Breve esercizio:
Stabilisci se ciascuna affermazione concorda con il testo su Dmitri Prigov e rispondi sì o no, citando alla lettera le parole del testo che lo decidono. 1. Prigov preferiva restare da solo nelle fasi progettuali e preparative. 2. Prigov viaggiava portando con sé i suoi libri. 3. L'amicizia con Prigov durò molti anni.

Testo da leggere:
● ● ● ● ● ● ●

Ovvio, sono cose che ti fanno rimanere di sasso: c'erano nel frattempo alcune richieste paradossali avanzate da artisti misconosciuti che mi facevano comprendere come a volte la verità fosse semplice. Dmitri Prigov, uno dei più grandi poeti russi, uno dei più severi architetti dell'avanguardia del dissenso, un artista che aveva subito persecuzioni orripilanti, gulag, lavaggi del cervello e molti elettroshock era un uomo semplice, non avrebbe mai preteso le cose che mi venivano richieste con fare sprezzante da qualche poco di buono autoproclamatosi artista. Conoscendo Dmiti Prigov mi sono definitivamente convinto che la grandezza di un artista si misura con la sua capacità di non creare problemi. Prigov aveva subito vessazione e angherie talmente grandi dal mondo che di certo sapeva bene che creare problemi di puntiglio era una perdita di credibilità; me lo disse annuendo sgomento, aveva vissuto esperienze inimmaginabili. Registrammo una lunga intervista in cui mi parlava dei suoi rapporti col potere, con lo stato, con la ricerca e l'arte (3). Mi disse anche: non so come sia possibile che io riesca ancora a pensare. Ed era vero. In alcuni momenti faceva paura, tanto era forte la sua concentrazione lì dove stava. Gli studenti che ci aiutarono nelle ultime fasi di montaggio, solo le ultime perché Prigov preferiva stare da solo nelle fasi progettuali e preparative, ne erano intimoriti. Non era una persona rassicurante, sembrava molto severo, ma anche imprevedibile e questo naturalmente non facilitava la confidenza. Quando ci fu l'inaugurazione della mostra se ne rimase per buona parte del tempo nello studio a scrivere le sue poesie, perché l'indomani doveva leggerle e lui viaggiava sempre senza bagaglio, senza libri, e le poesie preferiva crearle. Oppure disegnava su fogli A4 e con delle biro che consumava a velocità estrema. Parecchi disegni di quelli che aveva disegnato le sere prima, erano circa quaranta, furono esposti in una semplicissima forma appuntandoli sul muro.
Fu comunque un'amicizia nata e subito finita. Doveva ritornare ma morì stroncato dalla fatica di una performance in cui si era obbligato ad essere trasportato dentro un armadio su e giù per le scale dell'università a Mosca, la sua città.

● ● ● ● ● ● ●

Materiale fornito:

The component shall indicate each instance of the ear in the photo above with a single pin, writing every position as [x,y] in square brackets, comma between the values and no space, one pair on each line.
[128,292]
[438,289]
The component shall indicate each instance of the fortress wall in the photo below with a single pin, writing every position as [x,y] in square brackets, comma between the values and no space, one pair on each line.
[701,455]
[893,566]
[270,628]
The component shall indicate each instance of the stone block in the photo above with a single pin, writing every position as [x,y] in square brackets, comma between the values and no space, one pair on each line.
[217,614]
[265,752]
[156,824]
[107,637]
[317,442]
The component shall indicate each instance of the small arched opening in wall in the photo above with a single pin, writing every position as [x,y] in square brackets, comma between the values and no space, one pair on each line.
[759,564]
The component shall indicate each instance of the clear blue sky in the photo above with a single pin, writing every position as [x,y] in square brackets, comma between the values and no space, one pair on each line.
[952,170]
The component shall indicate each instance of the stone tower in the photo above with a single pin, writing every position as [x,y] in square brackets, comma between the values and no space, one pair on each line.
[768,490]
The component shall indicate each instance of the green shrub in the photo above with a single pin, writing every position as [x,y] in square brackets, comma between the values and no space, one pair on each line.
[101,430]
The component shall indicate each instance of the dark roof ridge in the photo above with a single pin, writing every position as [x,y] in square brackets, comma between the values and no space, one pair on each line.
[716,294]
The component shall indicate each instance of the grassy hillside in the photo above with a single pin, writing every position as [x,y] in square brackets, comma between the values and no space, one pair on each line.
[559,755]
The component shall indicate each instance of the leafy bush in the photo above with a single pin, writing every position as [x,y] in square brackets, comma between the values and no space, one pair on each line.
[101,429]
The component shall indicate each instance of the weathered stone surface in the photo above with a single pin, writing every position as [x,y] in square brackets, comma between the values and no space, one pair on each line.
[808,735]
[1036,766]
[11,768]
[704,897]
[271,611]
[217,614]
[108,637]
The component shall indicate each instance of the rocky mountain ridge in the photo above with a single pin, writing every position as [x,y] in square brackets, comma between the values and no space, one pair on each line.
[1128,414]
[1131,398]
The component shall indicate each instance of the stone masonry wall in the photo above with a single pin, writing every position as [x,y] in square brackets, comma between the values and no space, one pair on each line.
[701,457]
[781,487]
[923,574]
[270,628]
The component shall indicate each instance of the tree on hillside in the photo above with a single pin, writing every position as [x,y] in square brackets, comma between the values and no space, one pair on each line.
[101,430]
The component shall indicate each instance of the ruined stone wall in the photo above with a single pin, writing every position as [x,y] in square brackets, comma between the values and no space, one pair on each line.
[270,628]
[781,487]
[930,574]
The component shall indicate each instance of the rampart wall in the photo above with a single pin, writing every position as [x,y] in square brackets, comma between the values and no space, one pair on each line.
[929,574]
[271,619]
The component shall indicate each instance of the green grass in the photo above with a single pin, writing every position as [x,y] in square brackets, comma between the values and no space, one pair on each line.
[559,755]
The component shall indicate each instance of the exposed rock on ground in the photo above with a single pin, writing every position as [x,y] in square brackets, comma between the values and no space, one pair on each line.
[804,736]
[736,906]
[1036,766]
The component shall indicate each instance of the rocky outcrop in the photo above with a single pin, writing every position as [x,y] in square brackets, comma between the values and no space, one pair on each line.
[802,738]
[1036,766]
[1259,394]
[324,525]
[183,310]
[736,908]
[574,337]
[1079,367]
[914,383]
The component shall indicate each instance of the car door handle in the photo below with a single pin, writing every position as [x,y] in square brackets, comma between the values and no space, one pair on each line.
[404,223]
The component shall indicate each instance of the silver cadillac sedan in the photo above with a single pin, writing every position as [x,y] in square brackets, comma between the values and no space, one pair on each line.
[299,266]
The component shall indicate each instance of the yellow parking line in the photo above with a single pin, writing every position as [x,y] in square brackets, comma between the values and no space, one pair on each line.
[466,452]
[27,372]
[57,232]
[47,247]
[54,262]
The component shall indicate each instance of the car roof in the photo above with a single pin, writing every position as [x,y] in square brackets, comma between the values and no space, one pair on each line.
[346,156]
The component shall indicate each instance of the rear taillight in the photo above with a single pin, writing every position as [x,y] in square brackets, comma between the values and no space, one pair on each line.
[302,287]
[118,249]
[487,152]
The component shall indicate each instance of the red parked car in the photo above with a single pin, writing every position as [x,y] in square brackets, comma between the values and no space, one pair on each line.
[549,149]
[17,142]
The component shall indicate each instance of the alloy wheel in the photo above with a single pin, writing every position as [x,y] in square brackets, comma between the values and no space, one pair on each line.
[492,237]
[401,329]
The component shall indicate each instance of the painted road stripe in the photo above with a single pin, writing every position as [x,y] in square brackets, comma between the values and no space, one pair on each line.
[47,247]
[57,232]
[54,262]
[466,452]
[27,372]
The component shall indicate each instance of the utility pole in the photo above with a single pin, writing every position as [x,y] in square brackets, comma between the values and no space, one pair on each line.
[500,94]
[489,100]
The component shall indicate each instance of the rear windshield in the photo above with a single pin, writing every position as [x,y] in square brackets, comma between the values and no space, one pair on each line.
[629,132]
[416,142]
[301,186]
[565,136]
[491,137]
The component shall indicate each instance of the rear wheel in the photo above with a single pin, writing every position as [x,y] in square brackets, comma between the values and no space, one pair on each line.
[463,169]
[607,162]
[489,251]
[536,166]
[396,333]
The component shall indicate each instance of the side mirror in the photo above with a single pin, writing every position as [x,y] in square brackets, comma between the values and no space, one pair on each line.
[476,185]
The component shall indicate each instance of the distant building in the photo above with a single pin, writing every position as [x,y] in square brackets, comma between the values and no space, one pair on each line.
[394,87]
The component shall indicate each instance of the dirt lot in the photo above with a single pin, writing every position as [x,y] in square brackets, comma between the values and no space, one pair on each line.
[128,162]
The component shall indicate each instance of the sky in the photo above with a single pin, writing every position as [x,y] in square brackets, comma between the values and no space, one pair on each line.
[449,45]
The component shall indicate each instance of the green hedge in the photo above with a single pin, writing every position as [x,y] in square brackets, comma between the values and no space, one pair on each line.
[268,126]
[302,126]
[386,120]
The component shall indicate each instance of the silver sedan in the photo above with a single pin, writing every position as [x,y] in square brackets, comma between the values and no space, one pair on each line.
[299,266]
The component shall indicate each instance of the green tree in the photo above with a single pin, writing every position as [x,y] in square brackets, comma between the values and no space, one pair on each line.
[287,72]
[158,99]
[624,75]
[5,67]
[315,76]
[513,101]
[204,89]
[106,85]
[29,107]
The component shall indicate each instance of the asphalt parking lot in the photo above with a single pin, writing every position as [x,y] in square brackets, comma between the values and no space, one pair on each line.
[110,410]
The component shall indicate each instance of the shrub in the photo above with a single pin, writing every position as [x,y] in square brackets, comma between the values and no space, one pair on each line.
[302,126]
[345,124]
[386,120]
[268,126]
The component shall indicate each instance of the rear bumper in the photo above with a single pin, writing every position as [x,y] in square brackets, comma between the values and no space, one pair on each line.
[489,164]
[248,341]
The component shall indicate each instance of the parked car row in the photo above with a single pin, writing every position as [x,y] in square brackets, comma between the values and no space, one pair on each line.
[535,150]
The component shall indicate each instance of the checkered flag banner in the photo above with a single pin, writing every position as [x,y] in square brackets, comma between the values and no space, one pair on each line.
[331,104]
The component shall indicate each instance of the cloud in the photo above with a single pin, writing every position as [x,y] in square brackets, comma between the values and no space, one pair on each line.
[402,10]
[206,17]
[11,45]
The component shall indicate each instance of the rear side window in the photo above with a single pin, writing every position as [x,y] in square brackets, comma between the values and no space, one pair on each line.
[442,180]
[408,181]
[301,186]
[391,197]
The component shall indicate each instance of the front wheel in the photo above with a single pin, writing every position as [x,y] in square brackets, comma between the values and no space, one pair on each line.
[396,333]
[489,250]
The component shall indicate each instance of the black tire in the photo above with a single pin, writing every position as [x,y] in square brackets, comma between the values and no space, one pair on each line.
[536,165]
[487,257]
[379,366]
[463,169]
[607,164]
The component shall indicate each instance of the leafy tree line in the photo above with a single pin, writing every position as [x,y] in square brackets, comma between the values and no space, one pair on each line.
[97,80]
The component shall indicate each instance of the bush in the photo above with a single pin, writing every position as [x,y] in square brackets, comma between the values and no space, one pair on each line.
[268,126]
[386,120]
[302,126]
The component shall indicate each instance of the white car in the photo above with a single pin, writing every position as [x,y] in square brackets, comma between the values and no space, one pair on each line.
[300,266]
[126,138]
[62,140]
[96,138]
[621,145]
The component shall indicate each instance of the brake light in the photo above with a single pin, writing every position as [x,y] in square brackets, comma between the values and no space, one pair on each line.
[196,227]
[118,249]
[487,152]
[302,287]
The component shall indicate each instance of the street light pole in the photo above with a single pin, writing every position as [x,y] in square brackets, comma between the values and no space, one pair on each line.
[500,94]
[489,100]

● ● ● ● ● ● ●

Esito dell'esercizio:
1. Sì: «Prigov preferiva stare da solo nelle fasi progettuali e preparative».
2. No: «lui viaggiava sempre senza bagaglio, senza libri».
3. No: «Fu comunque un'amicizia nata e subito finita».